## Exercise requirements
- 1) Reproduce, word for word, the stretch of the Dinocephalian passage from "In a paper published" through "previously been available.".
- 2) List every country that the Dinocephalian passage names as a place where these animals are known from the Middle Permian.
- 3) Resume the passage about Dinocephalians and the Moschops capensis skull scan, starting right after its final sentence.

## Text for analysis
The Dinocephalian were a group of large-bodied Therapsids (the wider group which also includes the Cynodonts, the group that gave rise to, and includes the Mammals) known from the Middle Permian of Russia, China, Brazil, South Africa, Zimbabwe, and Tanzania. They had exceptionally thick skulls, with the braincase often entirely enclosed by other elements of the skull. The purpose of this bone is unclear; it may have been used in intra-specific head-butting contests, as in modern ungulates, but ungulates have a thick keratinous (horn) boss that absorbs impact, rather than greatly thickened bone, so the biomechanics of conflict in the two groups would not be the same. This thick layer of dense bone makes it hard for palaeontologists to examine the structure of the skull without recourse to destructive methods, further hampering efforts to understand the biology of these animals.
In a paper published in the journal PeerJ on 10 August 2017, Julien Benoit of the Evolutionary Institute and School of Anatomical Sciences at the University of the Witwatersrand, Paul Manger, also of the School of Anatomical Sciences at the University of the Witwatersrand, Luke Norton, also of the Evolutionary Institute at the University of the Witwatersrand, Vincent Fernandez of the European Synchrotron Radiation Facility, and Bruce Rubidge, again of the Evolutionary Institute at the University of the Witwatersrand, describe the results of a study in which a specimen of the Dinocephalian Moschops capensis was scanned at the European Synchrotron Radiation Facility in Grenoble, France, providing information on the internal anatomy of the skull of this species that had not previously been available.

## Supplied material
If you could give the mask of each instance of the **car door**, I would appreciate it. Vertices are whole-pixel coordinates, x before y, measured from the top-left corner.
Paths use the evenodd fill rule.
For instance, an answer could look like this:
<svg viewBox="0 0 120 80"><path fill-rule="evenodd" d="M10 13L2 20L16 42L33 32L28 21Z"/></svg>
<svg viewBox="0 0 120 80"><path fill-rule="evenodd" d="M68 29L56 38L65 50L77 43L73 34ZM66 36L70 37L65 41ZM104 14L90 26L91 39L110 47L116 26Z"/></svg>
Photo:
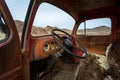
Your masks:
<svg viewBox="0 0 120 80"><path fill-rule="evenodd" d="M0 0L0 80L22 80L20 39L7 8Z"/></svg>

## Responses
- 1)
In a paper published in the journal PeerJ on 10 August 2017, Julien Benoit of the Evolutionary Institute and School of Anatomical Sciences at the University of the Witwatersrand, Paul Manger, also of the School of Anatomical Sciences at the University of the Witwatersrand, Luke Norton, also of the Evolutionary Institute at the University of the Witwatersrand, Vincent Fernandez of the European Synchrotron Radiation Facility, and Bruce Rubidge, again of the Evolutionary Institute at the University of the Witwatersrand, describe the results of a study in which a specimen of the Dinocephalian Moschops capensis was scanned at the European Synchrotron Radiation Facility in Grenoble, France, providing information on the internal anatomy of the skull of this species that had not previously been available.

- 2) Russia, China, Brazil, South Africa, Zimbabwe, Tanzania

- 3)
The specimen, AM4950, was discovered at The Grant 39 site, to the north of Grahamstown in Eastern Cape Province, and is housed in the Albany Museum in Grahamstown. The specimen is estimated to be 265 million years old, and is a subadult, weathered on the left side, but well preserved on the right. It is slightly over 34 cm in length, with the largest adult skulls reaching about 38 cm.
The skull of Moschops capensis AM4950 in lateral view. (A) Photograph of the skull. (B) Reconstruction of the skull (right side, bone transparent) to reveal the neural structures discussed in this paper. (C) Reconstruction of the skull (left side, bone transparent) showing the endocast, bony labyrinth and the angle between the plane of the lateral semicircular canal and the main axis of the skull. Numbers indicate the position of the cross sections in the subsequent figures. EmV, emissary veins; End, endocranial cast; Hyp, hypophyseal fossa; Lab, bony labyrinths; Pin, pineal tube. Luke Norton in Benoit et al. (2017).
Benoit et al. estimate that AM4950 would have had a total body length of about 187 cm and would have weighed about 327 kg. It's braincase has a volume of 61 cm³ (though this will be considerably larger than the actual brain volume as the brain is surrounded by layers of soft tissue and fluid) giving it a braincase-volume to total mass ratio (encephalization quotient) similar to the lowest values found among living animals. The skull above the brain is about 6 cm thick, with the outer 2 cm being dense, osteosclerotic, bone and the lower 4 cm being less dense cancellous bone.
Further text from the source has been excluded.